» **Task instructions**: Starting at the beginning of the items and continuing through the line with "[[191,346],[176,331],[0,279],[1,345]]", write those lines out again with "distant" swapped for "remote" and everything else unchanged. Leave the pictures out of your answer.

» **Image region outline items**:
----------

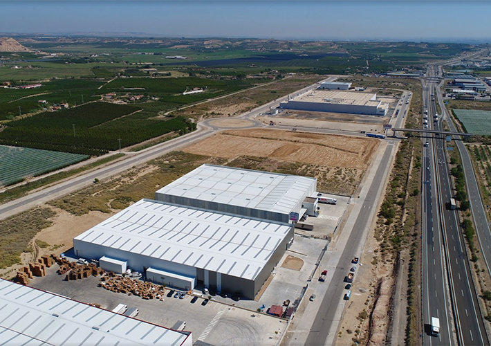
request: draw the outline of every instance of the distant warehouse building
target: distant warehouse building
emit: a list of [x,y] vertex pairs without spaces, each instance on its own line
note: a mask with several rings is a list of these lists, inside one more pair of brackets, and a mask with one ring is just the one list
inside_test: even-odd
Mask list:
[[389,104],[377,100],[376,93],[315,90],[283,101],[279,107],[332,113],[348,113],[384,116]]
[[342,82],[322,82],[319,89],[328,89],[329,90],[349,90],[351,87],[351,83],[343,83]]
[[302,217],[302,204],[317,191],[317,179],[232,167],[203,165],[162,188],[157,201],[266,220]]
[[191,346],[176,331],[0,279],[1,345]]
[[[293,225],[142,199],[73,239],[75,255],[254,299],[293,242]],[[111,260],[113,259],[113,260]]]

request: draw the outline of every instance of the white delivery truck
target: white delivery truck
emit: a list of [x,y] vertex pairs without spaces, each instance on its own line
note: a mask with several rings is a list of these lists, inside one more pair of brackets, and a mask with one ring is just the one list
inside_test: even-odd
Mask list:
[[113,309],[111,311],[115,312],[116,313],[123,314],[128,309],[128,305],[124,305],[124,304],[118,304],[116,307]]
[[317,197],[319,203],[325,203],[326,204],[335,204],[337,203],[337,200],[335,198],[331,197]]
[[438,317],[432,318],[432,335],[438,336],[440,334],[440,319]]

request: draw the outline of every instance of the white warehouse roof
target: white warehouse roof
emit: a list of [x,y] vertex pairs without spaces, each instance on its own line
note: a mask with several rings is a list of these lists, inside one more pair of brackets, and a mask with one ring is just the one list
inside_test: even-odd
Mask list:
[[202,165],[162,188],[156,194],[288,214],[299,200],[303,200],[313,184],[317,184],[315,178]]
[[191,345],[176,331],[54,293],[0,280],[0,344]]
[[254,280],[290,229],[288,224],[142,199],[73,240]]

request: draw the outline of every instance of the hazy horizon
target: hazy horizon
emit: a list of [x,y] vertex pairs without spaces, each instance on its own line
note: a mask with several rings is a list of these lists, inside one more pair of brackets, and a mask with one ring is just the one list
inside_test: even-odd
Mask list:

----------

» **Task answer**:
request: draw the outline of every instance of the remote warehouse building
target: remote warehouse building
emit: a list of [x,y] vertex pairs without spaces, each instance on its own line
note: a mask with several rings is a list of these lists, inside one more pair of brackets, and a mask with one ring is just the one list
inside_test: even-odd
Mask list:
[[389,104],[377,100],[376,93],[315,90],[283,101],[279,107],[332,113],[348,113],[384,116]]
[[342,82],[322,82],[319,89],[328,89],[329,90],[349,90],[351,87],[351,83],[343,83]]
[[302,217],[302,204],[317,191],[317,179],[232,167],[203,165],[162,188],[157,201],[266,220]]
[[191,346],[176,331],[0,279],[1,345]]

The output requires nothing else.